[START OF ARTICLE]

National Park Minister says thank you to South Downs volunteers

December 5, 2017

Lord Gardiner, Minister for National Parks, visited the South Downs National Park ahead of International Volunteer Day, marked on 5 December each year, to celebrate the power and potential of volunteering.

South Downs Volunteer Rangers with Lord Gardiner (second from right) and Assistant Ranger Kate (centre in red headband).

On 1 December Lord Gardiner met some of the South Downs Volunteer Rangers who give up their time in the West Sussex part of the South Downs at Stedham Camp Site, run by Midhurst Youth Trust. During the summer the campsite is full of youth groups and South Downs National Park assistant ranger Kate showed Lord Gardiner how the volunteers are laying a hedge on the site, using traditional skills. The minister also had the chance to get involved in the task.

National Parks Minister Lord Gardiner said:
“England’s National Parks are some of our most cherished and breath-taking landscapes, and the hard work and dedication of volunteers around the country is a vital part of safeguarding them for future generations.

Assistant Ranger Kate helps Lord Gardiner to lay a hedge using traditional skills

“I had the great pleasure of spending some time with volunteers recently from the South Downs National Park Volunteer Ranger Service, and their enthusiasm for the work they do was inspiring. I would encourage anyone living near a National Park to get involved with volunteering work.”

 

Margaret Paren, Chair of the South Downs National Park Authority, said:
“With Christmas just around the corner, International Volunteer Day is the perfect opportunity to say thank you to all the people who give up their time, year-round, to volunteer in the National Park.

[END OF ARTICLE]

- PROBLEMS
1. Rewrite the South Downs volunteering article between "December 5, 2017" and "in red headband).", inclusive, putting "the Minister for National Parks" in place of every "Lord Gardiner".
2. Write the next part of the article on the minister's visit to the South Downs volunteers, picking up after its final sentence.

[START OF MATERIAL]

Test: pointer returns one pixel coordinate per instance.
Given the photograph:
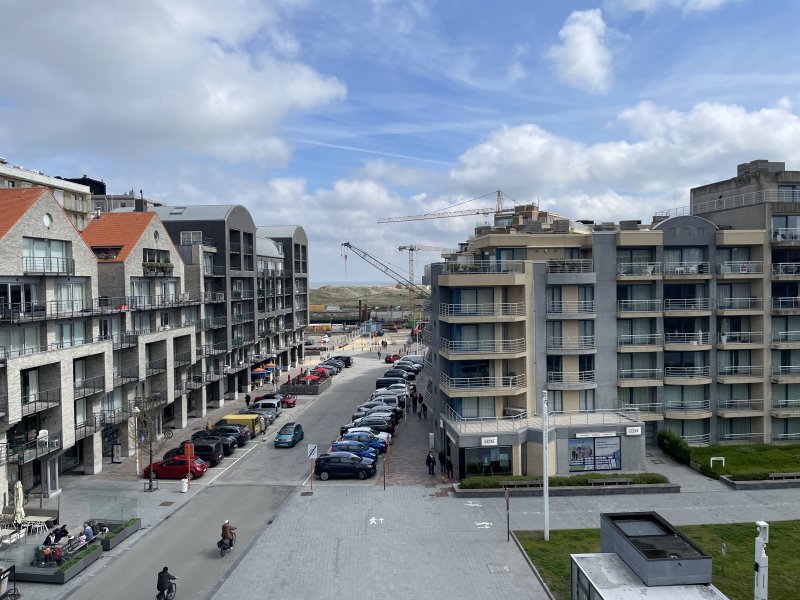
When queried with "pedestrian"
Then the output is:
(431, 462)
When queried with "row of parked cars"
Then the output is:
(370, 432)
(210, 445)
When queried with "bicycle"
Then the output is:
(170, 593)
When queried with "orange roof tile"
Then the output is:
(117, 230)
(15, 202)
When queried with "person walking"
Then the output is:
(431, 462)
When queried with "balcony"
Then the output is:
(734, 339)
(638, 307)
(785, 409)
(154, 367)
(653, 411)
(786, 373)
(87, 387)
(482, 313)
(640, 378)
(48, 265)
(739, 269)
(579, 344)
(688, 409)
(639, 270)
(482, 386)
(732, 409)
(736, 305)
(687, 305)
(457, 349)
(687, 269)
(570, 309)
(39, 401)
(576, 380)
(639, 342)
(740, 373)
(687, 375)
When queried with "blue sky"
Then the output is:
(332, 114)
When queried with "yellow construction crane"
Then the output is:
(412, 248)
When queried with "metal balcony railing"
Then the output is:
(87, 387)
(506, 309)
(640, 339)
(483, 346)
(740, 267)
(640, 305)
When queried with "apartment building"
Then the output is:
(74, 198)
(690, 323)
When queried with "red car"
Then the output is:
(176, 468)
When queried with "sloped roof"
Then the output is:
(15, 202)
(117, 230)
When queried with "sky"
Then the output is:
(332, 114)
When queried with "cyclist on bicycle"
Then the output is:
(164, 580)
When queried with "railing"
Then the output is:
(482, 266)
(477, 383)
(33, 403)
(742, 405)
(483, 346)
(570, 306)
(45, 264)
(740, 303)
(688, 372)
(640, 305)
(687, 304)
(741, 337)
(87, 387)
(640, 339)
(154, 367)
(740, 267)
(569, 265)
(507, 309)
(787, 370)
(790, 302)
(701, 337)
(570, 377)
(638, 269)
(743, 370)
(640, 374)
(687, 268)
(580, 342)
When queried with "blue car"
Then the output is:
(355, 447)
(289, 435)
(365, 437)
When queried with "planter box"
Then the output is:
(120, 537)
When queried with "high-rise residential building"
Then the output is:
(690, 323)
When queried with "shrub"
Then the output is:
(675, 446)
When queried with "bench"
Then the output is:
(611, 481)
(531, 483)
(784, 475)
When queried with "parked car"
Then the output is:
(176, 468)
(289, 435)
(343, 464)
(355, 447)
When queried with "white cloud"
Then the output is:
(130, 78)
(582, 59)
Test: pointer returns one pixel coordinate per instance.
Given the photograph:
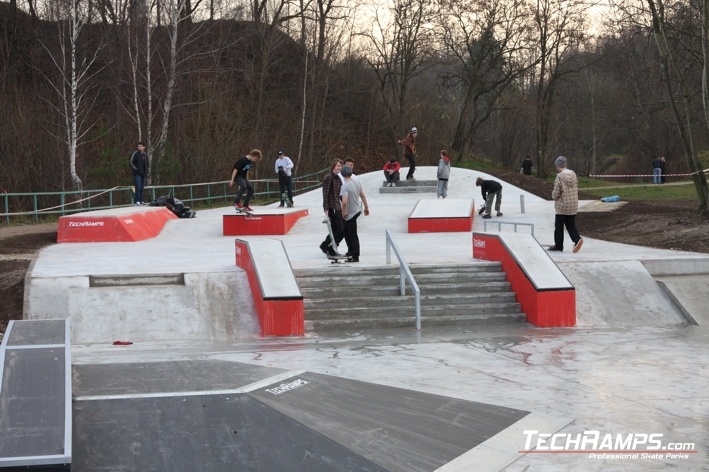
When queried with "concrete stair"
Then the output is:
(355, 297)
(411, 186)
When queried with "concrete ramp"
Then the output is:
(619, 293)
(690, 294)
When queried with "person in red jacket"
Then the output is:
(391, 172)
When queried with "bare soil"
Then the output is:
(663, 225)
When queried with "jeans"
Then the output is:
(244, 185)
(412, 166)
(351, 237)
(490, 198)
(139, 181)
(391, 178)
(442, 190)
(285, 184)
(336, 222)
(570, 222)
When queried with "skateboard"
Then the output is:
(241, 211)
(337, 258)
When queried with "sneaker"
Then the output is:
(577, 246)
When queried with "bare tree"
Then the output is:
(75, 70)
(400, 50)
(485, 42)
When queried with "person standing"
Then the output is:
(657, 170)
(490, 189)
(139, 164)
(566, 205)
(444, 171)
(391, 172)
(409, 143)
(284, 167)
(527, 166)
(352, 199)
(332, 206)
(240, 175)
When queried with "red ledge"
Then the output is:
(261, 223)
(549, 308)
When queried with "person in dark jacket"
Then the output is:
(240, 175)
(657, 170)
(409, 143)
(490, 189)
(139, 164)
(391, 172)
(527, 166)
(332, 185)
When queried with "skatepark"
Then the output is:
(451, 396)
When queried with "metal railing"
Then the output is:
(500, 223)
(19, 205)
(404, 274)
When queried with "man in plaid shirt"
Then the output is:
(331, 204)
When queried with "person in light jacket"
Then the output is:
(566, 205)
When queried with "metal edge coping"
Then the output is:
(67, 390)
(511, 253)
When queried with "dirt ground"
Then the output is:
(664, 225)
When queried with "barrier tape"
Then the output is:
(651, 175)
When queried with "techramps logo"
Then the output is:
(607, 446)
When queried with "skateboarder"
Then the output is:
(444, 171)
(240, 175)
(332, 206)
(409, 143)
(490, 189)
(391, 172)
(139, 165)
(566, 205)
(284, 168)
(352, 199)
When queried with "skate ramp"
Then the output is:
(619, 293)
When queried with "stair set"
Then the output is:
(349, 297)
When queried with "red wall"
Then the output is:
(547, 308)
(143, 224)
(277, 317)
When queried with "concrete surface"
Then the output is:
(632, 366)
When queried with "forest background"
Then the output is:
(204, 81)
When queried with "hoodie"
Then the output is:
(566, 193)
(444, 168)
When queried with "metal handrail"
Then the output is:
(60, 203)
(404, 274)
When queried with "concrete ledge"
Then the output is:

[END OF MATERIAL]
[START OF MATERIAL]

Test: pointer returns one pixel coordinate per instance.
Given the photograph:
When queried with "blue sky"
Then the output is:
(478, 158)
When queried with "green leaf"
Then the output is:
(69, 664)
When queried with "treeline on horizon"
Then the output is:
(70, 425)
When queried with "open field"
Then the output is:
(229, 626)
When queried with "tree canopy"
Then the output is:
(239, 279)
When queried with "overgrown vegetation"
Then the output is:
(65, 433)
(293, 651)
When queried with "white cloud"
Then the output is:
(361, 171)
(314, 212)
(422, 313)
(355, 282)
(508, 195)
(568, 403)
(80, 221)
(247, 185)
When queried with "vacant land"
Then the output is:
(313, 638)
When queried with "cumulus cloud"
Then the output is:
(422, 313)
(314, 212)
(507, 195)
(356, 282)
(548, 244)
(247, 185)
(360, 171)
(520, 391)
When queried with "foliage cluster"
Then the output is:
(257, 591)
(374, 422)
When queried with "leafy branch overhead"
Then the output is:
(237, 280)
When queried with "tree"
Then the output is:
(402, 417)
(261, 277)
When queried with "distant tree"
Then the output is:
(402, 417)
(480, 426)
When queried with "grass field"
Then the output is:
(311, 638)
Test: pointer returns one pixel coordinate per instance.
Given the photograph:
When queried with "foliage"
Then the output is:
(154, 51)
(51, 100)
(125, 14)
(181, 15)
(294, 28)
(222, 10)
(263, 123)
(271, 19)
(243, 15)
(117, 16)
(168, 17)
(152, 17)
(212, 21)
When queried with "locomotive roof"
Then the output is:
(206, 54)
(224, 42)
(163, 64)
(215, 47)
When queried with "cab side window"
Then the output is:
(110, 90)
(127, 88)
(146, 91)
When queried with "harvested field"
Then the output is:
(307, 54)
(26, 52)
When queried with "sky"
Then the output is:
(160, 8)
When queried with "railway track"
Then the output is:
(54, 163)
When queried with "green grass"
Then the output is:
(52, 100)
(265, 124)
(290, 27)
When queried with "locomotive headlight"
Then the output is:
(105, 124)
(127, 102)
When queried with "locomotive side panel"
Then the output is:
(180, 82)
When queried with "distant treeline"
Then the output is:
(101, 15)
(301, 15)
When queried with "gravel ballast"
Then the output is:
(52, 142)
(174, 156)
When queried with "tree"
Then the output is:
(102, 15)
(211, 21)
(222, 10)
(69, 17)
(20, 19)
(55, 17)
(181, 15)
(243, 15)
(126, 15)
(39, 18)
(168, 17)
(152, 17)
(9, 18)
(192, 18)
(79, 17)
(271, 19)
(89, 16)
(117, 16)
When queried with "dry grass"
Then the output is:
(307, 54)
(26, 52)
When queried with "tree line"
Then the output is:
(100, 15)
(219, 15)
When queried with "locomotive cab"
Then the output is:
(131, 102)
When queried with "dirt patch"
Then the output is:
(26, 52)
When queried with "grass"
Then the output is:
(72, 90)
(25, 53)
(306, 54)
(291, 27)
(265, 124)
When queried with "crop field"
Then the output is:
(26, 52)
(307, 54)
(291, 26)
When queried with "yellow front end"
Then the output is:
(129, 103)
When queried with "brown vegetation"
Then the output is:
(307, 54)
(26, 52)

[END OF MATERIAL]
[START OF MATERIAL]

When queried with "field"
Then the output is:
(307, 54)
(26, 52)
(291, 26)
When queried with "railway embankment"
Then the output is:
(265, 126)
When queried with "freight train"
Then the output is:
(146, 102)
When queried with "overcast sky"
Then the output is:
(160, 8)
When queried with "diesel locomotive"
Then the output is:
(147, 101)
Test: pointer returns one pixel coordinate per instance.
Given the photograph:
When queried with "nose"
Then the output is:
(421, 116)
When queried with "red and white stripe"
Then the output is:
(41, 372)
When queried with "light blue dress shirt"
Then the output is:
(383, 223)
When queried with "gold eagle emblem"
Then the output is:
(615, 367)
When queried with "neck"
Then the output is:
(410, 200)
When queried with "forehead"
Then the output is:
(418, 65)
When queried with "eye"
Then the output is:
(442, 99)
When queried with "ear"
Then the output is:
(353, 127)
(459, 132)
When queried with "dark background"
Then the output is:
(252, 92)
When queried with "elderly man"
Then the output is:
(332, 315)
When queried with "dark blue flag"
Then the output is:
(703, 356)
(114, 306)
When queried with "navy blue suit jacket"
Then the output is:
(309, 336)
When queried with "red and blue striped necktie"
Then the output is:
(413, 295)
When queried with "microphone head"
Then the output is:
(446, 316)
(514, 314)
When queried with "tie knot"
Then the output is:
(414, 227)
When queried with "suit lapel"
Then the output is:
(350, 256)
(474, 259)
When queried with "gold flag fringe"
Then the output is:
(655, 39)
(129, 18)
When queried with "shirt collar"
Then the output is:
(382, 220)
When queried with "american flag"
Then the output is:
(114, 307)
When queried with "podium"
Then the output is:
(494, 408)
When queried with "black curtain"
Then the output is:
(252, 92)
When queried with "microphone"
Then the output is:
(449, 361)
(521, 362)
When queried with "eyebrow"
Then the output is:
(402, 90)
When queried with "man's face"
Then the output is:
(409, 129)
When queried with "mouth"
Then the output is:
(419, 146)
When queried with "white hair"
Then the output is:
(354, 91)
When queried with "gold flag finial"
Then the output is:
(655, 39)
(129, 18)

[END OF MATERIAL]

- RESPONSE LIST
1.
December 5, 2017

the Minister for National Parks, Minister for National Parks, visited the South Downs National Park ahead of International Volunteer Day, marked on 5 December each year, to celebrate the power and potential of volunteering.

South Downs Volunteer Rangers with the Minister for National Parks (second from right) and Assistant Ranger Kate (centre in red headband).

2.
“Last year the South Downs Volunteer Ranger Service gave up 6,372 days of their time to enhance and care for the South Downs National Park. That’s an astonishing seventeen-and-a-half years of volunteer time given, in the space of just one year, by around 450 people!”

The South Downs Volunteer Rangers vary in age from 17 to 86 with the longest serving member having spent 34 years volunteering – decades before the South Downs was officially designated as a National Park.

Hedge laying is only one example of the work that South Downs Volunteer Rangers take on. Depending on the season they might be:

  • managing habitats – for example, clearing scrub for restoration of grassland and heath or coppicing woodland;
  • working to improve access – installing gates and stiles; clearing footpaths and bridleways; or monitoring and maintaining the South Downs Way;
  • involved in construction tasks – building barn owl and other bird boxes, bug hotels, artificial otter holts, or benches;
  • monitoring wildlife, this might include butterflies, mink, water voles, wild flowers, dormice and farmland birds;
  • collecting oral histories and undertaking archival research;
  • raising awareness of the National Park; and
  • helping with desk-based work.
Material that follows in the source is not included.